═══ Dataset rows ═══
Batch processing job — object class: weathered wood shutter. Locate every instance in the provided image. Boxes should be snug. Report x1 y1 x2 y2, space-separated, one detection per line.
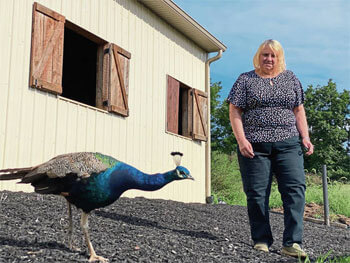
29 3 65 94
167 75 180 133
192 89 208 141
102 43 131 116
═══
§ Set problem
Could you copy the records above word for word, leaving out the pictures?

§ In response
Batch processing job — object class: weathered wood shutter. Locate every instance in the provided image. Boxes should be snug. Report x1 y1 x2 y2, space-separated, one detection per line.
29 3 65 94
167 75 180 133
192 89 208 141
102 43 131 116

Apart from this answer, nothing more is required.